---- DATA TO PROCESS

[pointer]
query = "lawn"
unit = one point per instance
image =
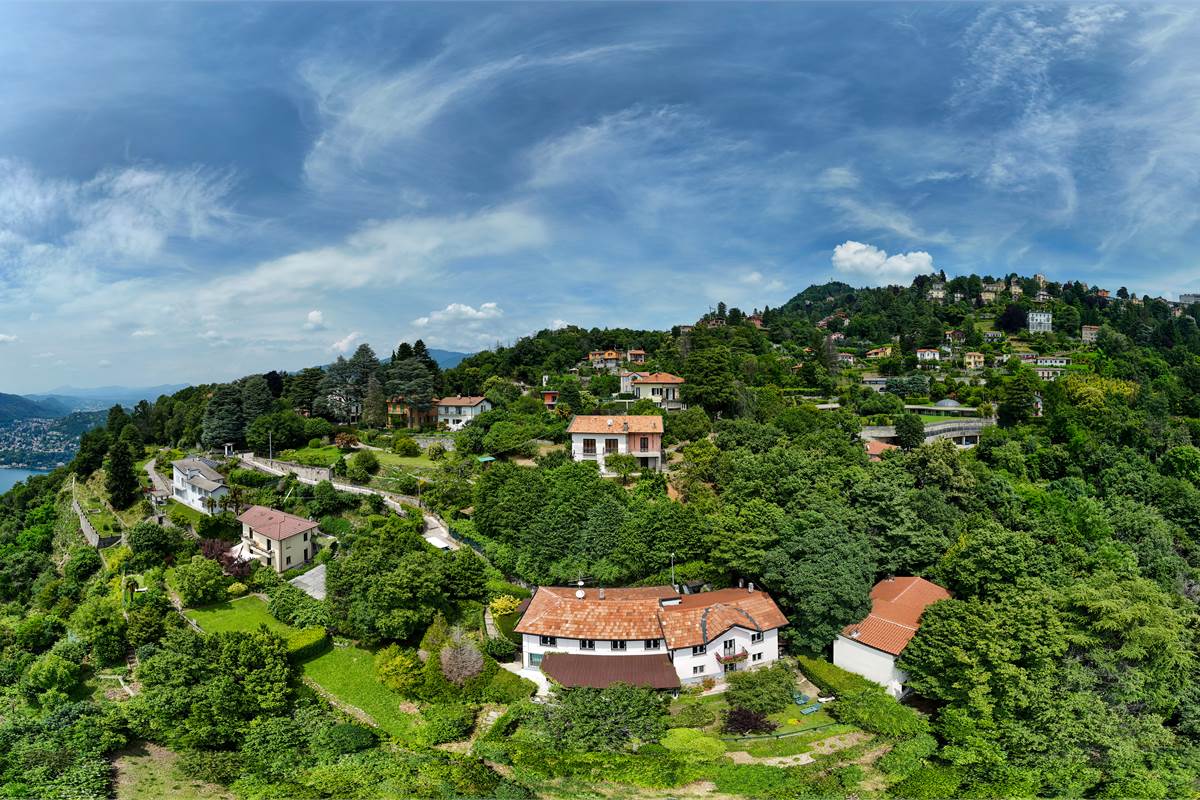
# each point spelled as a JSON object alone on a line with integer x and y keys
{"x": 241, "y": 614}
{"x": 147, "y": 771}
{"x": 348, "y": 674}
{"x": 325, "y": 456}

--------

| TASK INSTRUCTIONS |
Switch "instance" to "occurrence" throughout the items above and reproduce them with nothing else changed, leaving out the pictures.

| THE SOLUTION |
[pointer]
query = "lawn"
unit = one point per occurrence
image =
# each point spelled as a JSON object alone on a line with integer x and y keys
{"x": 241, "y": 614}
{"x": 147, "y": 771}
{"x": 348, "y": 674}
{"x": 325, "y": 456}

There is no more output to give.